**** Available data ****

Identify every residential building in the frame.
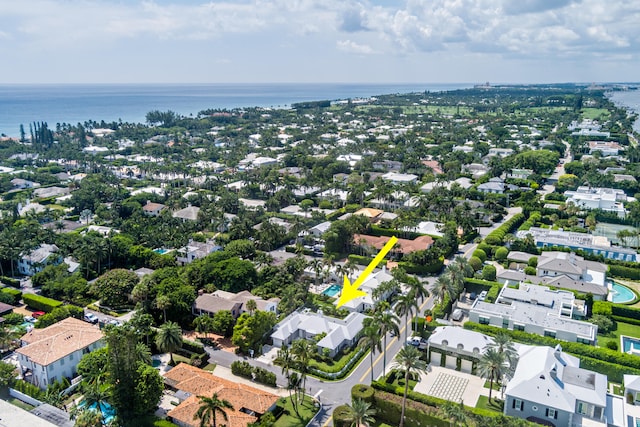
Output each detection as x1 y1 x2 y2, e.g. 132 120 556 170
564 187 630 218
165 364 279 427
309 221 332 237
588 141 621 156
508 168 534 180
477 177 505 194
175 239 221 265
381 172 418 184
427 326 496 373
623 375 640 426
193 290 279 319
353 234 434 257
505 345 607 426
32 186 70 199
337 267 394 313
270 310 366 357
16 318 104 389
421 177 473 193
142 201 166 217
488 147 514 157
172 205 200 222
468 283 598 345
18 244 61 276
517 228 639 262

****

Goal of the exercise: Leave the pictures behind and repeat each entry exactly.

Exercise answer:
Identify every residential building in the frame.
Output each detection as x1 y1 x2 y2, e.g. 132 120 556 170
564 187 630 218
165 364 279 427
309 221 332 237
588 141 621 156
508 168 534 180
477 177 505 194
175 239 221 265
381 172 418 184
427 326 496 373
623 375 640 426
193 290 279 319
353 234 434 257
505 345 607 426
32 186 70 199
337 267 394 313
270 310 366 357
16 318 104 389
421 177 473 193
142 201 166 217
488 147 514 157
172 205 200 222
468 283 598 345
18 244 61 276
517 228 639 262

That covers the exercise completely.